## [EXTRACTED RECORDS]
⟨

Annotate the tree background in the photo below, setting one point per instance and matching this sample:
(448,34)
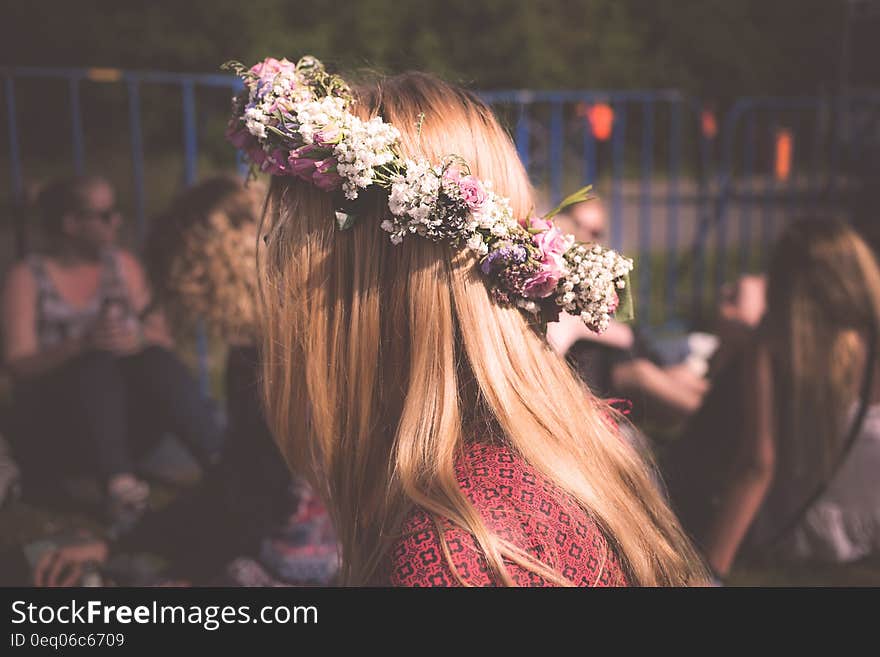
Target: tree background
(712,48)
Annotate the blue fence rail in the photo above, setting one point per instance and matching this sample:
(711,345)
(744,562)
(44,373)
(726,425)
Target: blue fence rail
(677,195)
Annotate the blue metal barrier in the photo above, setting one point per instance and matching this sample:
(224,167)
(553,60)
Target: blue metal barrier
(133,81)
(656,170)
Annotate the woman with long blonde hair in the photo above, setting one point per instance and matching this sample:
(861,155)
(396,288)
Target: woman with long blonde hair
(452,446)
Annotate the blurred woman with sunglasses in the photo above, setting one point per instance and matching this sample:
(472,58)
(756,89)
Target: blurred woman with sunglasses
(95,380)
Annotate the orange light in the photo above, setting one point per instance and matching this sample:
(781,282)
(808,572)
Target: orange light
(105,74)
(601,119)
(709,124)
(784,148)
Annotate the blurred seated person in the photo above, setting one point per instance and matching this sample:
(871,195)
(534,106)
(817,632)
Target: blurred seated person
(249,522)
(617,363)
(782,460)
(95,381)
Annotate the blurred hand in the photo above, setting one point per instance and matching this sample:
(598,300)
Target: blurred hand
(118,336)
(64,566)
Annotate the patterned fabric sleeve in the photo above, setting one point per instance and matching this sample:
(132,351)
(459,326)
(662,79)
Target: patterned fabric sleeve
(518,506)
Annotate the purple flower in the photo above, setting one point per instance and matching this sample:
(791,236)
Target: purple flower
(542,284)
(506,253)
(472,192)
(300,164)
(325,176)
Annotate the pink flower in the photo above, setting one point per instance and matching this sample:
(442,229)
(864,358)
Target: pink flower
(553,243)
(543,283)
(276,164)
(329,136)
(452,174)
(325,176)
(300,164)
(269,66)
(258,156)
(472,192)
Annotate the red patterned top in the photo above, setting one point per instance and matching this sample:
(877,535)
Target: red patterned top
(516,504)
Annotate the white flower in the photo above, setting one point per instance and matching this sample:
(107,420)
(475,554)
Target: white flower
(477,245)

⟩
⟨

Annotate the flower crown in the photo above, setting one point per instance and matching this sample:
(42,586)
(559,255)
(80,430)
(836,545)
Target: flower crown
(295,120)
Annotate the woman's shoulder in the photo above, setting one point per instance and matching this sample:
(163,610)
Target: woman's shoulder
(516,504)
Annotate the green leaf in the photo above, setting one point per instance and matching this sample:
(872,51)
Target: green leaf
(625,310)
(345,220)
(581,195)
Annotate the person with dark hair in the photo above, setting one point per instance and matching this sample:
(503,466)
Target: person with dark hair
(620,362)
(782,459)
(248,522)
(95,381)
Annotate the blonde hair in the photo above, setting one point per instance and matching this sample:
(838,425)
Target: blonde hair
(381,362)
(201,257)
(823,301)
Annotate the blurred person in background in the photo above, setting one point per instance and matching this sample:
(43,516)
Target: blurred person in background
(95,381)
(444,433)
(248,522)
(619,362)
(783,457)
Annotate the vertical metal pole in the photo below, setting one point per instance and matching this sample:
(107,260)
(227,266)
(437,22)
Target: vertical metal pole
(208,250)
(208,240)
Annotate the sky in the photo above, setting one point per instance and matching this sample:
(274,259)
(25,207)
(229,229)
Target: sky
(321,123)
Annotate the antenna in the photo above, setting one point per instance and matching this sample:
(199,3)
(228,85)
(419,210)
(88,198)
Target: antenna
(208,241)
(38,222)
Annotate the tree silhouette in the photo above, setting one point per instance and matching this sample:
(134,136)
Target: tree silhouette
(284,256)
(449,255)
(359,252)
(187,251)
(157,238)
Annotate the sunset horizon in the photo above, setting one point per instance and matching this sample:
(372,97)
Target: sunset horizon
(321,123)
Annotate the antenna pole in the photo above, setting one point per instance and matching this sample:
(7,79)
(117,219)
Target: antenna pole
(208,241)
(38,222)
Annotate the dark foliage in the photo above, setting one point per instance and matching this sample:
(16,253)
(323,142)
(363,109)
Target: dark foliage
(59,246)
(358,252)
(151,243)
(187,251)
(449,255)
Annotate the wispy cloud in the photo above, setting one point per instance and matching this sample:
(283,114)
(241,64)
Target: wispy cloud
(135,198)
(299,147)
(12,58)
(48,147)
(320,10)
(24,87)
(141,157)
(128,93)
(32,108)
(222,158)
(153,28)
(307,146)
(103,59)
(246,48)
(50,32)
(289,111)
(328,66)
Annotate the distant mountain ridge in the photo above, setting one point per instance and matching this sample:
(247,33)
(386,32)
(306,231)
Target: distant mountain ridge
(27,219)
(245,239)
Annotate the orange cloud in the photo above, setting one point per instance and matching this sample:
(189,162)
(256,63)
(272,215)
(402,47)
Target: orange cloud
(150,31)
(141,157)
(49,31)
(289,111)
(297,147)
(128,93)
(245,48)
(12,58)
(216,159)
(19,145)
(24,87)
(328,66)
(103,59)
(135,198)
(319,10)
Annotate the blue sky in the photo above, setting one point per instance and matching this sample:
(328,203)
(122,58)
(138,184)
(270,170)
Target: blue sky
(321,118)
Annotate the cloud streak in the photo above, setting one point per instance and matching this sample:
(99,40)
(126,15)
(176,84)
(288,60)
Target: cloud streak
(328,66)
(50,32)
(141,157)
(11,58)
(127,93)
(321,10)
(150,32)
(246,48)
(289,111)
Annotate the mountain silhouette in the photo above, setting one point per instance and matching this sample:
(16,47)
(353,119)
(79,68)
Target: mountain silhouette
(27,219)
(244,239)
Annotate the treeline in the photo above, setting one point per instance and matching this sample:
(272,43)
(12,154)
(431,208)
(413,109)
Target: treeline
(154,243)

⟩

## [EXERCISE]
Search the lines above for the string "below" and copy each line that has it.

## [TASK RESULT]
Annotate the tree background in the photo below, setting one point per instance and matching this sample:
Annotate the vertical metal pole in the photo below, setting one point per instance and matching this sample:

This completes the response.